EXERCISE DESCRIPTION - Your task is to reproduce the material exactly.

MATERIAL TO PROCESS -
>>

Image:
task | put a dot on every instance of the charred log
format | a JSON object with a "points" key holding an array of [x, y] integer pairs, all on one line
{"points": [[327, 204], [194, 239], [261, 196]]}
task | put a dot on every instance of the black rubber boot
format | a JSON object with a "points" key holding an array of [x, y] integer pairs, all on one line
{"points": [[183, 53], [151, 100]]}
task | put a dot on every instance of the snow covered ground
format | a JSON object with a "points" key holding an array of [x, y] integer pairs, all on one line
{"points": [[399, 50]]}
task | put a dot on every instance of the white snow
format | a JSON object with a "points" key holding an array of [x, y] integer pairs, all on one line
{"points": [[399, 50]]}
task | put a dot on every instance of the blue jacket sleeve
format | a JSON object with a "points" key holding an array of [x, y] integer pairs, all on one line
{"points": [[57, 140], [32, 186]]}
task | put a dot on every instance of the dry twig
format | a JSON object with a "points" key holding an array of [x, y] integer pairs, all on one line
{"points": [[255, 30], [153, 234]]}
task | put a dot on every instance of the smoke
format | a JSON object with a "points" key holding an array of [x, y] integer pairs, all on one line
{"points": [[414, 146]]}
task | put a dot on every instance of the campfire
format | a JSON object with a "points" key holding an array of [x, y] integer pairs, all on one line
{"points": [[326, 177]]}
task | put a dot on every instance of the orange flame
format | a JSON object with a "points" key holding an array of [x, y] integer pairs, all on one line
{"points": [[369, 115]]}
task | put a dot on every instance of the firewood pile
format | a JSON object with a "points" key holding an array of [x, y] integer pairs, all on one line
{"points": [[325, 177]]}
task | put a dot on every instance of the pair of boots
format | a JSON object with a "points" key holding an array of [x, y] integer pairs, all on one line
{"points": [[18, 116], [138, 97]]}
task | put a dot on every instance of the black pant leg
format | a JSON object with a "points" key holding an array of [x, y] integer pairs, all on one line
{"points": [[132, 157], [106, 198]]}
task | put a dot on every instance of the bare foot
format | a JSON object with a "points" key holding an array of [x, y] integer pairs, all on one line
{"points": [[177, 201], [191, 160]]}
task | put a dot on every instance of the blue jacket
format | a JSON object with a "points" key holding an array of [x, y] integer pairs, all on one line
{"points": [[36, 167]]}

<<

EXERCISE RESPONSE -
Image:
task | put a dot on every instance of the charred log
format | a JSON object with a "points" key holding an array of [x, y] integer pairs, all on one line
{"points": [[327, 204], [194, 239], [261, 196]]}
task | put a dot on every instance of the black rubber boot
format | a JSON object with a "points" key holding an array of [x, y] integer pairs, all on one line
{"points": [[183, 53], [151, 100]]}
task | put a dot on every instance of the snow covered ground
format | a JSON object with a "points" key holding an array of [x, y] integer pairs, all on one line
{"points": [[399, 50]]}
task | put a dot on every instance of the white snow
format | a JSON object with a "points" key holding an array of [x, y] integer pairs, all on one line
{"points": [[399, 50]]}
task | put a dot on every instance of the blue jacket sleeve
format | a JSON object with a "points" key holding an array of [x, y] integer pairs, all on one line
{"points": [[57, 140], [32, 186]]}
task | put a dot on every instance of the dry twig
format | a JSON object with a "points" key holding an array of [x, y] integer pairs, all on one line
{"points": [[255, 30], [153, 234]]}
task | put a dot on every instance of the smoke
format | a JSON object with a "points" key holding an array of [x, y] integer pairs, all on one line
{"points": [[414, 146]]}
task | put a dot on every instance of the campfire
format | a JSON object with a "points" key holding an array of [x, y] integer pairs, all on one line
{"points": [[326, 177]]}
task | put a dot on every instance of the orange flame
format | a JSON object with a "points" key holding an array of [x, y] integer pairs, all on one line
{"points": [[369, 115]]}
task | put a dot on every instance of the firewood pile
format | a JSON object with a "points" key holding an array of [x, y] integer pairs, all on one line
{"points": [[325, 177]]}
task | put a dot on every instance of the pair of boots
format | a JSON object with a "points" key holding an array of [x, y] integer pairs, all on one line
{"points": [[18, 116], [138, 97]]}
task | put a dot on every instance of the black pant leg
format | a JSON object with a "points" key holding an array of [x, y] integer pairs, all on one line
{"points": [[132, 157], [106, 198]]}
task | put a dot on every instance of the bare foot
format | a JSON object with a "points" key holding an array of [x, y] integer pairs, all on one line
{"points": [[177, 201], [191, 160]]}
task | put a dot on every instance of the blue jacket
format | a JSON object with a "points" key holding an array of [x, y] integer pairs, all on one line
{"points": [[36, 167]]}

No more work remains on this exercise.